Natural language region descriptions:
══════════

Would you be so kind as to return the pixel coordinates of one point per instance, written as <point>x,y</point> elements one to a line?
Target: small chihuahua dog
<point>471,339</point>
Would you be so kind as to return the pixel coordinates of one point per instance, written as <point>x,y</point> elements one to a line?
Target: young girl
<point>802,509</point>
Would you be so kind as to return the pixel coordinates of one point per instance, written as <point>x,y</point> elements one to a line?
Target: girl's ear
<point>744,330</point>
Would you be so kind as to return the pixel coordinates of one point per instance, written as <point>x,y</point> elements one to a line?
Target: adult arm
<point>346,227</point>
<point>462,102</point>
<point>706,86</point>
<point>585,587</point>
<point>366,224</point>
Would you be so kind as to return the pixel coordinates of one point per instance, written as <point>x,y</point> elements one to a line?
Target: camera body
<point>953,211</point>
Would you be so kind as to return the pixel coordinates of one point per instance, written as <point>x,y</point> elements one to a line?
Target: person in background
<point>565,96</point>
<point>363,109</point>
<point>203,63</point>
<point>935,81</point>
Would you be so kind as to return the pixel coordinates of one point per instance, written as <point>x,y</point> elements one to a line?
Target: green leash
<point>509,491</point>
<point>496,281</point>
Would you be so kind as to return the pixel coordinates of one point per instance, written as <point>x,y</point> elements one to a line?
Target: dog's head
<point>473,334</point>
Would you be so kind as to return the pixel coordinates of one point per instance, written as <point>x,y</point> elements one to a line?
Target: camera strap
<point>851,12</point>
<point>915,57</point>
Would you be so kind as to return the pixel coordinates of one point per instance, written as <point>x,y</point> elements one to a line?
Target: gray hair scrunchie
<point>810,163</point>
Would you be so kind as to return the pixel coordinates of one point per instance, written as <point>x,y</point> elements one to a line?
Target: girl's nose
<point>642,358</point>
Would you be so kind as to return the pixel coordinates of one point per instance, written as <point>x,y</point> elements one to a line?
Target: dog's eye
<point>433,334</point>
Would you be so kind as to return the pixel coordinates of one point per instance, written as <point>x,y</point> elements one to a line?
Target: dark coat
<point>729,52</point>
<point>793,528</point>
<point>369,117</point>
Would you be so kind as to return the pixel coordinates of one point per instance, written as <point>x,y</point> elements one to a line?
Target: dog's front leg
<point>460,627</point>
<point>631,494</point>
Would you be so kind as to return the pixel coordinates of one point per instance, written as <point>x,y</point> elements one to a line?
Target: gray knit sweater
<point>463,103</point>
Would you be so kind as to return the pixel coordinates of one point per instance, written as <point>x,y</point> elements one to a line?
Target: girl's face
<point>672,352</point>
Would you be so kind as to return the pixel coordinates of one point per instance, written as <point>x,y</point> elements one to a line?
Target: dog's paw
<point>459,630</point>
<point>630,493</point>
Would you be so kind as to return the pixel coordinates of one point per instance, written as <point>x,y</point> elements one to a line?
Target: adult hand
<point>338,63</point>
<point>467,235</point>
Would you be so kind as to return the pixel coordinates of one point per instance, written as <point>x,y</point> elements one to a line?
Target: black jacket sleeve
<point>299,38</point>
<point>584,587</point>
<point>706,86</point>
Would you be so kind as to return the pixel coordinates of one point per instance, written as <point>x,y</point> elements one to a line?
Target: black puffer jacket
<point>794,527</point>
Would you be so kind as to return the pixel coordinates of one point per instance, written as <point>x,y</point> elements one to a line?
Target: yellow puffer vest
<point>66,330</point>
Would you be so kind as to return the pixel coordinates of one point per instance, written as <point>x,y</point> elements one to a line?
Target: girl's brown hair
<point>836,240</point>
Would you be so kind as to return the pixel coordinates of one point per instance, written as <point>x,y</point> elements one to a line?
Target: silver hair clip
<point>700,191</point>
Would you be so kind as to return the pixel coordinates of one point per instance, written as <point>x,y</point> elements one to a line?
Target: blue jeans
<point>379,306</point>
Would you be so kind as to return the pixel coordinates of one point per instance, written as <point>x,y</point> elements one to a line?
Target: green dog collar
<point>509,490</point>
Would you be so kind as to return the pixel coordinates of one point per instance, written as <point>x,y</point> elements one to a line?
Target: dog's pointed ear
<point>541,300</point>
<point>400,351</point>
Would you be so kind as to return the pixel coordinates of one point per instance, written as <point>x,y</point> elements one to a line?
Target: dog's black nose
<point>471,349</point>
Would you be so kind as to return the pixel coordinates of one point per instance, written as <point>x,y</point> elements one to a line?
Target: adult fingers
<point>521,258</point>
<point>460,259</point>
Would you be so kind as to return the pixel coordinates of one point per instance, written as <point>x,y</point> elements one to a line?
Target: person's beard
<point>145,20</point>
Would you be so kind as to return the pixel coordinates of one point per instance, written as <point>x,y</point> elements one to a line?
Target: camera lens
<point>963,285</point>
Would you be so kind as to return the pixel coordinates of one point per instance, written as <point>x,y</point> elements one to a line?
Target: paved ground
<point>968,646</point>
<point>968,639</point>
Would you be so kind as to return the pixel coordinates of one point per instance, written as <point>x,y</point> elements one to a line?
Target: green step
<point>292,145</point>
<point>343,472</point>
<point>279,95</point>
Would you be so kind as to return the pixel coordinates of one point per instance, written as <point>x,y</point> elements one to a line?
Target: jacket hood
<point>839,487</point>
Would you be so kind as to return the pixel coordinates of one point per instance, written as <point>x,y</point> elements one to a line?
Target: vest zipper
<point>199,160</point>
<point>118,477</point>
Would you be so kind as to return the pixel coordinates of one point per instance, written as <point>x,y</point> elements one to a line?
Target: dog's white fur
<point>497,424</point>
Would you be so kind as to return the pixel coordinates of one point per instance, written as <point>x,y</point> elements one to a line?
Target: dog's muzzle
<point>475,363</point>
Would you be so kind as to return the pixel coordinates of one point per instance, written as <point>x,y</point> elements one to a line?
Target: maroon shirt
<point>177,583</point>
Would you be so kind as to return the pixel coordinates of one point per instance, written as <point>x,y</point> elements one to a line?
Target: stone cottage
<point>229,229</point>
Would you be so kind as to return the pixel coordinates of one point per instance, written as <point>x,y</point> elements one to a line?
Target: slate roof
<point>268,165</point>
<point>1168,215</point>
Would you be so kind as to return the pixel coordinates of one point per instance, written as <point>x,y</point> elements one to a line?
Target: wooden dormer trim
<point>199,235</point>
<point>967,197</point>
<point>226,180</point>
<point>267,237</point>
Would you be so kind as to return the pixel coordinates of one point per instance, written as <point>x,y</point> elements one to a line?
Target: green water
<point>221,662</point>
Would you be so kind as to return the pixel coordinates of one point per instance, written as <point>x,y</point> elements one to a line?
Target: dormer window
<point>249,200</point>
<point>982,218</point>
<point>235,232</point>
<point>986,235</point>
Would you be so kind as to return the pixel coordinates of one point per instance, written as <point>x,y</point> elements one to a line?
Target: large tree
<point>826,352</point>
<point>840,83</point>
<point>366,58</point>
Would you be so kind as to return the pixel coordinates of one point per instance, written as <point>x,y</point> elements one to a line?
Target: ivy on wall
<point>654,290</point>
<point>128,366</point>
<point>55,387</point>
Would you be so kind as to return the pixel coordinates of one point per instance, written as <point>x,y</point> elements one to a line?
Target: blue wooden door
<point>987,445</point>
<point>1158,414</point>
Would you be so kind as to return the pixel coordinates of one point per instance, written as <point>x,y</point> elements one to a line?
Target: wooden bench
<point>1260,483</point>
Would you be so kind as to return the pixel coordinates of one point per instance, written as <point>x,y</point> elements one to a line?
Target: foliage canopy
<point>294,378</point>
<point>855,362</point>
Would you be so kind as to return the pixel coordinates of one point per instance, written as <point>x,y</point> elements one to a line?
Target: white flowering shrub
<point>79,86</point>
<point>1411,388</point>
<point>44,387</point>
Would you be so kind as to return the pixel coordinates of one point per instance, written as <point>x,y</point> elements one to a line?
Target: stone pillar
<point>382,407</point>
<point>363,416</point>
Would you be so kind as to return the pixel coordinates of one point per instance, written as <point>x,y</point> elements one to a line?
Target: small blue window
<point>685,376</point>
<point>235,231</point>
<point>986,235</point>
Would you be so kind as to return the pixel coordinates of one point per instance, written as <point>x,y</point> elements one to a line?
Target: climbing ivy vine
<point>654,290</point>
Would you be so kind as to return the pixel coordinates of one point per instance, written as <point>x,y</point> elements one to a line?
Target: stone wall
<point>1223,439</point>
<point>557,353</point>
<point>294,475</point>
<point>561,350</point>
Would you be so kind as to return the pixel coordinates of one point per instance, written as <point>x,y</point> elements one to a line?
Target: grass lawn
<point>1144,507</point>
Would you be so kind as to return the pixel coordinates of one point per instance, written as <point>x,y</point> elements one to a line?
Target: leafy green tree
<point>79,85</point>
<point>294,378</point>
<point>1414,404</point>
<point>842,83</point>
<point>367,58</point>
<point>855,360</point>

══════════

Using the entries above, restate word for word every line from the one that contains "Target: climbing ivy vine" through the last.

Target: climbing ivy vine
<point>654,290</point>
Would you be so kind as to return the pixel coordinates of one point per instance, written as <point>x,y</point> elements one to a line?
Target: stone wall
<point>1223,439</point>
<point>557,353</point>
<point>294,475</point>
<point>561,350</point>
Would you be so kind as to return the pixel coordinates of one point per instance, written as <point>x,y</point> elements one to a line?
Target: grass lawn
<point>1144,507</point>
Would you be so kind as to return the pixel coordinates of one point per instance, written as <point>x,y</point> elements one to a line?
Target: leafy green tree
<point>79,85</point>
<point>294,378</point>
<point>1414,404</point>
<point>842,83</point>
<point>367,58</point>
<point>855,360</point>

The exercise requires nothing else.